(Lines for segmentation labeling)
>> START

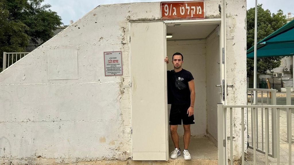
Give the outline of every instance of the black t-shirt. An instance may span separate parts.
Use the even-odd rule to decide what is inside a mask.
[[[173,70],[167,71],[168,104],[181,105],[191,103],[190,90],[188,82],[194,80],[192,74],[183,69],[178,72]],[[187,86],[184,89],[179,90],[176,87],[175,78],[182,81]]]

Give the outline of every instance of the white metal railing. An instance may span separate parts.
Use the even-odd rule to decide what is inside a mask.
[[[30,52],[3,52],[3,70]]]
[[[253,99],[256,99],[255,100],[255,103],[257,105],[263,105],[264,104],[265,104],[267,105],[277,105],[277,99],[276,99],[276,95],[277,95],[277,91],[275,89],[255,89],[255,88],[247,88],[247,104],[248,104],[248,101],[249,99],[248,99],[248,96],[250,96],[250,98],[251,100],[251,105],[253,105]],[[258,101],[259,99],[258,99],[258,97],[257,96],[254,96],[253,95],[254,91],[256,91],[258,92],[261,92],[261,100],[260,102]],[[249,92],[249,93],[248,93]],[[263,94],[264,92],[266,92],[267,94],[266,96],[266,102],[265,103],[264,102],[264,97],[263,97]],[[271,101],[270,103],[269,102],[269,100],[270,99]],[[276,119],[276,114],[274,112],[276,110],[274,109],[274,108],[271,108],[270,110],[271,111],[271,131],[272,132],[272,134],[271,135],[272,137],[272,146],[271,146],[271,152],[270,152],[270,147],[268,147],[268,152],[269,152],[269,156],[271,157],[274,158],[276,158],[277,155],[276,154],[276,151],[277,150],[277,143],[276,142],[277,141],[277,122],[276,120],[275,119]],[[248,113],[249,112],[251,112],[251,116],[250,116],[250,118],[251,119],[251,127],[250,127],[250,125],[249,124],[249,122],[248,120]],[[268,143],[269,139],[268,139],[268,141],[267,141],[265,140],[265,137],[264,136],[264,131],[265,128],[265,125],[264,124],[268,124],[268,125],[269,125],[269,121],[268,120],[267,122],[265,123],[264,122],[264,115],[267,116],[267,117],[268,118],[269,116],[269,113],[265,113],[264,109],[263,108],[261,108],[261,111],[260,111],[260,112],[261,113],[261,117],[260,118],[261,118],[261,139],[259,139],[259,138],[258,136],[257,136],[256,137],[256,151],[258,152],[259,152],[261,153],[263,153],[264,154],[265,154],[265,152],[263,151],[264,150],[264,142],[265,140],[265,142],[267,142]],[[251,143],[249,143],[248,142],[248,144],[249,145],[248,146],[248,148],[250,148],[252,149],[253,149],[253,146],[252,145],[252,142],[253,141],[253,108],[250,108],[250,110],[247,111],[247,128],[248,129],[247,129],[247,135],[248,135],[249,137],[251,137]],[[256,133],[258,135],[260,134],[260,132],[259,132],[260,130],[258,129],[259,124],[260,122],[259,122],[259,117],[258,117],[258,113],[257,113],[255,114],[255,116],[254,117],[254,118],[256,120]],[[251,128],[251,134],[250,134],[249,132],[249,129],[248,128]],[[259,142],[260,141],[261,141],[261,146],[259,146]],[[250,145],[251,144],[251,145]]]
[[[294,87],[286,87],[286,104],[287,105],[291,105],[291,90],[292,89],[294,91]],[[288,122],[291,122],[291,117],[290,115],[289,115],[289,114],[291,114],[291,111],[289,110],[289,108],[287,108],[287,123]],[[288,125],[287,125],[287,132],[289,131],[289,129],[290,129]],[[291,142],[292,140],[292,135],[289,135],[287,134],[287,139],[288,142]]]
[[[276,139],[276,142],[277,145],[276,149],[276,156],[277,164],[280,164],[280,109],[282,108],[286,108],[288,109],[289,110],[287,112],[288,115],[290,119],[291,119],[291,110],[292,108],[294,108],[294,105],[223,105],[222,104],[218,104],[218,164],[219,165],[224,165],[228,164],[228,155],[227,154],[227,141],[228,140],[227,139],[226,137],[227,137],[226,132],[227,131],[226,124],[226,121],[227,119],[227,113],[228,109],[229,110],[229,113],[230,113],[229,121],[230,124],[228,127],[230,128],[230,148],[229,149],[230,152],[230,164],[233,164],[233,130],[232,127],[233,125],[232,122],[233,121],[233,111],[241,111],[241,132],[243,133],[241,136],[242,138],[242,164],[243,165],[244,164],[245,161],[245,148],[244,146],[244,143],[245,143],[248,140],[246,140],[247,138],[245,138],[245,130],[244,130],[244,110],[247,110],[248,109],[252,108],[253,110],[253,141],[252,142],[253,145],[253,164],[255,165],[256,164],[256,153],[257,150],[257,148],[256,147],[257,141],[256,139],[256,121],[255,118],[256,112],[259,110],[259,109],[264,108],[265,110],[265,114],[268,114],[269,113],[269,109],[270,108],[272,109],[275,110],[274,110],[274,113],[276,115],[276,120],[277,122],[276,127],[276,133],[278,138]],[[268,123],[269,121],[269,118],[267,115],[265,115],[265,122],[266,123]],[[289,120],[289,122],[287,122],[287,125],[288,126],[289,129],[287,130],[287,133],[289,137],[291,137],[291,135],[292,134],[291,123],[291,120]],[[268,149],[269,148],[269,144],[268,142],[269,140],[269,128],[268,124],[265,125],[265,147],[263,151],[265,154],[265,164],[268,164],[268,156],[269,156],[268,151]],[[289,140],[289,139],[288,139]],[[289,150],[288,151],[288,163],[289,165],[291,164],[291,141],[290,140],[288,141],[289,143]],[[239,151],[238,151],[239,152]],[[262,160],[261,160],[263,161]],[[285,163],[285,162],[283,162]]]

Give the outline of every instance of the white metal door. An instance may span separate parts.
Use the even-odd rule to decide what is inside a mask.
[[[133,160],[168,159],[165,24],[131,23]]]
[[[225,0],[221,1],[221,21],[220,23],[220,86],[221,90],[222,104],[226,105],[227,103],[227,80],[226,68],[226,2]],[[219,105],[218,104],[218,107]],[[218,110],[219,110],[218,108]],[[218,112],[218,164],[227,164],[228,160],[227,151],[226,146],[227,140],[222,130],[226,127],[226,111]]]

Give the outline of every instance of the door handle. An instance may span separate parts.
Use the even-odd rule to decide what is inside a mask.
[[[227,84],[227,95],[229,95],[229,92],[228,90],[228,87],[231,87],[231,88],[234,87],[234,85],[232,84],[231,85],[228,85]]]

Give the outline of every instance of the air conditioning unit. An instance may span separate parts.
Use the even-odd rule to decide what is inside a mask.
[[[285,72],[290,72],[290,68],[284,68],[284,71]]]

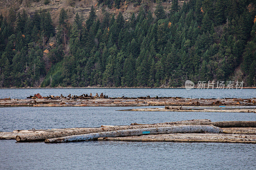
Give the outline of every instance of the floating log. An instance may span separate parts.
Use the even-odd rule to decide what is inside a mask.
[[[256,109],[256,106],[168,106],[165,107],[165,109],[179,110],[224,110],[229,109]]]
[[[96,133],[72,135],[61,137],[47,139],[45,143],[58,143],[96,140],[99,137],[111,137],[149,134],[163,134],[175,133],[215,133],[222,131],[221,129],[213,126],[180,125],[172,127],[162,127],[109,131]]]
[[[219,133],[171,133],[115,137],[100,137],[98,140],[129,142],[216,142],[256,144],[256,136]]]
[[[154,124],[182,124],[184,123],[200,123],[201,122],[212,122],[210,119],[193,119],[186,121],[178,121],[176,122],[165,122],[164,123],[153,123],[152,124],[140,124],[136,123],[131,124],[131,125],[147,125]]]
[[[73,135],[131,129],[171,127],[173,126],[173,125],[172,124],[154,124],[138,126],[121,126],[96,128],[84,128],[76,129],[65,129],[62,131],[58,130],[56,131],[46,132],[45,133],[36,135],[17,135],[16,137],[16,140],[17,142],[20,142],[42,141],[46,139],[60,137]]]
[[[1,101],[0,102],[0,105],[25,104],[35,104],[36,103],[36,101],[35,100],[12,100],[10,101]]]
[[[220,128],[256,127],[256,121],[224,121],[202,122],[197,124],[212,125]]]

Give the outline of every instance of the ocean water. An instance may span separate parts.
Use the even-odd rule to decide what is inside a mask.
[[[0,89],[0,98],[69,93],[110,97],[249,98],[255,90],[182,89]],[[203,91],[204,90],[204,91]],[[12,97],[13,96],[13,97]],[[130,108],[130,107],[129,107]],[[134,107],[134,108],[139,108]],[[209,119],[256,121],[248,113],[118,111],[124,107],[0,108],[0,131],[151,123]],[[46,144],[0,140],[0,169],[255,169],[256,145],[217,143],[88,141]]]
[[[256,89],[191,89],[183,88],[38,88],[0,89],[0,98],[10,97],[11,98],[25,99],[29,95],[40,93],[43,96],[50,95],[67,96],[72,95],[80,96],[83,94],[95,95],[101,92],[109,97],[137,97],[149,95],[151,97],[179,97],[186,98],[205,99],[209,98],[251,98],[256,97]]]

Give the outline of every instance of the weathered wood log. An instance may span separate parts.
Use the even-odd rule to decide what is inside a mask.
[[[16,140],[17,142],[20,142],[42,141],[46,139],[60,137],[73,135],[131,129],[171,127],[173,126],[174,126],[172,124],[155,124],[138,126],[121,126],[96,128],[85,128],[75,129],[65,129],[62,131],[58,130],[56,131],[46,132],[45,133],[36,135],[17,136],[16,137]]]
[[[151,128],[109,131],[96,133],[72,135],[61,137],[47,139],[45,143],[58,143],[96,140],[99,137],[111,137],[149,134],[164,134],[175,133],[215,133],[222,132],[222,129],[213,126],[177,125],[172,127]]]
[[[0,99],[0,100],[11,100],[11,99],[9,98],[4,98],[4,99]]]
[[[179,110],[223,110],[228,109],[256,109],[256,106],[165,106],[165,109]]]
[[[213,122],[202,122],[196,124],[212,124],[220,128],[256,127],[256,121],[224,121]]]
[[[184,123],[200,123],[201,122],[211,122],[211,120],[210,119],[193,119],[192,120],[188,120],[186,121],[178,121],[176,122],[165,122],[164,123],[153,123],[152,124],[140,124],[136,123],[132,123],[131,124],[131,125],[154,125],[154,124],[182,124]]]
[[[36,98],[39,99],[43,99],[44,98],[43,97],[43,96],[41,96],[41,95],[39,93],[38,93],[36,94]]]
[[[170,133],[115,137],[100,137],[98,140],[129,142],[217,142],[256,144],[256,136],[218,133]]]
[[[0,102],[0,104],[35,104],[36,103],[35,100],[13,100],[10,101],[1,101]]]

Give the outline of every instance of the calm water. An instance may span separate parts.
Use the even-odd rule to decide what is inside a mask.
[[[91,92],[94,95],[96,92],[103,92],[112,97],[147,95],[195,98],[256,96],[254,89],[191,90],[180,89],[1,89],[0,98],[9,97],[10,95],[11,97],[24,98],[37,92],[43,95],[49,94],[56,95],[69,93],[78,95]],[[134,122],[154,123],[197,119],[209,119],[212,121],[256,121],[256,114],[252,113],[116,111],[126,108],[0,108],[0,131],[32,128],[95,127],[102,125],[127,125]],[[0,140],[0,169],[256,169],[255,154],[256,145],[253,144],[97,141],[45,144]]]
[[[25,99],[30,95],[40,93],[45,96],[49,95],[67,96],[80,95],[84,93],[95,95],[101,92],[109,97],[146,96],[180,97],[189,98],[250,98],[256,97],[256,89],[192,89],[187,90],[181,88],[61,88],[61,89],[0,89],[0,98]]]

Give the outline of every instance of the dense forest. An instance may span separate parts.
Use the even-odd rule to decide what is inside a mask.
[[[33,17],[12,8],[8,17],[1,14],[0,87],[256,84],[255,0],[173,0],[167,12],[160,1],[154,11],[145,1],[98,1],[140,10],[125,19],[102,8],[100,20],[92,6],[86,20],[77,14],[69,23],[62,9],[56,28],[45,10]]]

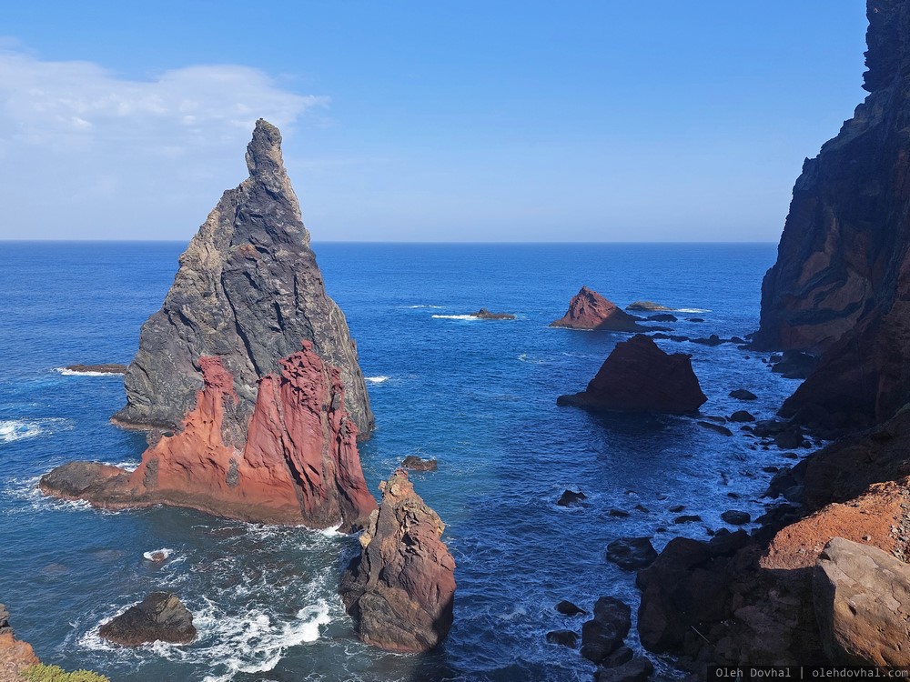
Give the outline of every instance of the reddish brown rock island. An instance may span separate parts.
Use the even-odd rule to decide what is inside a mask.
[[[557,405],[593,410],[697,412],[708,398],[684,353],[664,353],[650,336],[637,334],[616,347],[581,393],[560,396]]]
[[[609,332],[641,332],[647,329],[639,325],[637,319],[596,291],[582,286],[569,302],[566,314],[550,326]]]
[[[356,444],[373,428],[357,347],[326,295],[280,143],[257,122],[249,177],[199,228],[142,327],[113,419],[151,429],[141,465],[65,465],[41,490],[346,530],[376,508]]]
[[[428,651],[452,625],[455,560],[445,524],[399,469],[381,484],[382,504],[360,536],[360,556],[341,578],[341,599],[367,644]]]

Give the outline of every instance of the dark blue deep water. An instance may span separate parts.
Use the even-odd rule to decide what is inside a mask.
[[[705,320],[672,326],[685,336],[743,336],[757,326],[772,245],[316,244],[370,377],[378,429],[361,447],[368,482],[376,490],[408,455],[437,457],[438,472],[412,478],[448,523],[458,563],[444,649],[384,654],[353,637],[336,596],[354,538],[179,509],[105,513],[35,491],[69,460],[138,461],[143,437],[107,422],[124,402],[119,377],[57,368],[129,362],[184,246],[0,244],[0,601],[45,662],[115,682],[587,680],[593,667],[544,635],[580,630],[581,619],[553,609],[561,599],[590,608],[615,595],[637,607],[633,577],[604,559],[607,543],[652,535],[660,549],[675,534],[706,537],[726,509],[754,517],[762,467],[784,461],[691,417],[557,407],[622,335],[547,326],[584,284],[623,306],[698,311],[677,314]],[[481,306],[518,319],[460,316]],[[741,408],[727,394],[747,387],[759,396],[749,409],[770,416],[795,387],[730,345],[660,343],[693,355],[704,415]],[[589,504],[557,506],[567,487]],[[676,504],[703,523],[673,525]],[[163,565],[143,559],[162,547],[173,550]],[[96,637],[161,588],[196,614],[196,643],[123,650]]]

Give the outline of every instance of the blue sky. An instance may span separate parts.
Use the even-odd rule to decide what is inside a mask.
[[[0,238],[188,239],[262,115],[316,240],[776,241],[860,0],[15,3]]]

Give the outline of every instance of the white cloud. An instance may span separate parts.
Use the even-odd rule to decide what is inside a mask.
[[[0,239],[186,238],[245,176],[257,118],[287,134],[328,104],[248,66],[142,81],[0,49]]]

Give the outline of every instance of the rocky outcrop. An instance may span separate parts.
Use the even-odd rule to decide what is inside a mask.
[[[835,537],[819,557],[813,596],[822,645],[834,662],[910,666],[910,566]]]
[[[22,674],[38,663],[30,644],[15,638],[9,625],[9,611],[0,604],[0,681],[20,682]]]
[[[648,327],[639,325],[637,319],[596,291],[582,286],[569,302],[568,312],[550,326],[609,332],[645,331]]]
[[[50,495],[105,508],[165,504],[259,523],[345,530],[376,508],[358,456],[340,371],[304,342],[280,372],[259,380],[238,446],[222,437],[240,403],[220,358],[201,357],[204,387],[177,433],[163,436],[134,472],[75,462],[41,479]]]
[[[152,592],[145,599],[101,626],[105,639],[124,647],[152,642],[189,644],[196,639],[191,614],[177,595]]]
[[[829,428],[910,399],[910,3],[868,3],[870,95],[807,160],[763,286],[763,348],[824,351],[784,414]]]
[[[258,380],[279,373],[279,361],[308,340],[340,370],[359,433],[372,431],[357,346],[326,295],[280,145],[278,128],[259,119],[247,147],[249,177],[225,192],[180,256],[161,309],[142,326],[116,424],[178,427],[203,387],[199,358],[218,357],[237,398],[222,440],[242,448]]]
[[[511,313],[491,313],[486,308],[480,308],[476,313],[470,314],[471,317],[477,317],[481,320],[513,320],[515,316]]]
[[[616,347],[581,393],[561,396],[557,405],[623,412],[697,412],[702,393],[690,356],[664,353],[636,335]]]
[[[380,485],[382,504],[360,536],[340,593],[367,644],[399,652],[439,646],[452,625],[455,560],[445,525],[399,469]]]

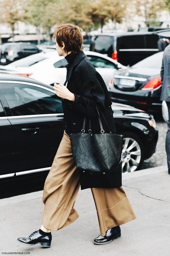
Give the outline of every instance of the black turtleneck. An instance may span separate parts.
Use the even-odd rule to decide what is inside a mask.
[[[70,72],[71,68],[72,66],[72,65],[73,63],[73,61],[74,59],[74,58],[76,56],[76,55],[77,54],[77,53],[74,53],[72,52],[70,53],[69,53],[69,54],[68,54],[67,55],[65,56],[65,58],[66,60],[67,61],[67,62],[68,63],[68,65],[67,66],[67,75],[66,75],[66,80],[65,80],[65,82],[64,82],[64,85],[65,85],[67,82],[67,78],[68,76],[68,75],[69,74],[69,72]],[[70,134],[70,132],[68,130],[68,127],[67,125],[67,124],[65,125],[65,131],[67,133],[67,134]]]

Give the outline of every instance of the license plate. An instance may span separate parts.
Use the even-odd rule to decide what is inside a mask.
[[[6,62],[6,61],[7,60],[6,59],[5,59],[5,58],[2,58],[2,59],[1,59],[0,60],[0,61],[1,62],[3,62],[3,63]]]
[[[127,86],[135,86],[136,84],[136,81],[131,79],[125,79],[120,78],[119,83],[122,85],[127,85]]]

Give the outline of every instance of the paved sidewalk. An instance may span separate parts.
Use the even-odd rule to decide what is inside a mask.
[[[100,233],[90,189],[80,190],[75,205],[79,218],[58,232],[52,230],[48,248],[40,244],[24,246],[17,241],[40,228],[43,191],[0,200],[1,255],[27,252],[30,254],[26,255],[31,256],[170,256],[170,175],[164,165],[123,174],[123,186],[137,219],[120,226],[121,238],[103,245],[92,243]]]

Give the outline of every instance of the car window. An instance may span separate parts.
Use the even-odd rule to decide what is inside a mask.
[[[67,64],[67,62],[65,59],[62,59],[54,63],[53,65],[55,68],[66,68]]]
[[[92,47],[94,49],[91,50],[94,52],[99,51],[107,52],[111,47],[113,48],[114,37],[112,36],[100,35],[94,36],[92,38]]]
[[[0,101],[0,117],[5,116],[5,112],[2,106],[2,105]]]
[[[147,58],[139,61],[132,66],[131,68],[156,68],[160,70],[162,65],[162,60],[163,52],[160,52],[153,54]]]
[[[95,68],[116,68],[114,63],[108,60],[98,56],[88,55],[88,57],[93,64]]]
[[[157,35],[146,35],[144,36],[146,45],[144,48],[157,49],[159,37]]]
[[[9,66],[15,66],[16,67],[29,67],[32,65],[39,62],[41,60],[43,60],[47,59],[44,55],[41,55],[41,54],[32,55],[26,58],[21,59],[12,62]]]
[[[8,50],[18,49],[18,45],[6,45],[4,44],[2,45],[1,49],[2,52],[5,52]]]
[[[143,35],[118,37],[117,50],[144,49],[145,48],[144,39]]]
[[[13,115],[63,113],[55,93],[35,86],[4,83],[1,89]]]
[[[33,45],[21,45],[20,49],[22,50],[28,52],[39,52],[39,50],[36,47],[35,47]]]

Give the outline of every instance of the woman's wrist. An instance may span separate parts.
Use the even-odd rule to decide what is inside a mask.
[[[73,93],[72,92],[71,92],[70,94],[70,95],[69,96],[67,99],[68,99],[69,101],[74,101],[75,100],[75,96],[74,93]]]

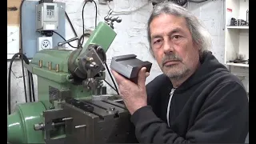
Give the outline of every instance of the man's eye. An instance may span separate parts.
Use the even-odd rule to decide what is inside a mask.
[[[158,40],[156,40],[156,41],[154,42],[154,44],[157,44],[157,43],[159,43],[159,42],[161,42],[161,40],[160,40],[160,39],[158,39]]]
[[[173,38],[174,38],[174,39],[178,39],[179,38],[181,38],[181,36],[179,36],[179,35],[174,35],[173,37]]]

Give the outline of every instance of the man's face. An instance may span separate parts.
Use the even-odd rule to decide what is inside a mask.
[[[180,78],[196,69],[198,49],[186,19],[162,14],[150,23],[150,45],[161,70],[170,78]]]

>> END

What you have to do :: Present the stretch of lines from the one containing "Give the outline of every instance of the door" through the one containing "[[[285,72],[290,72],[290,68],[284,68],[284,71]]]" as a Markdown table with the columns Row and Line. Number the rows and skip any blank lines.

Written response ::
| Row | Line |
|---|---|
| 1 | Give the outline of every instance of the door handle. An instance may span separate parts. |
| 2 | Use the even-odd rule to decide what is inside a mask. |
| 3 | [[[227,84],[227,95],[229,95],[229,92],[228,90],[228,87],[231,87],[231,88],[234,87],[234,85],[232,84],[231,85],[228,85]]] |
| 4 | Give the outline of every instance of the air conditioning unit. An instance may span separate parts. |
| 5 | Use the even-odd rule to decide what is inside a mask. |
| 6 | [[[285,72],[290,72],[290,68],[284,68],[284,71]]] |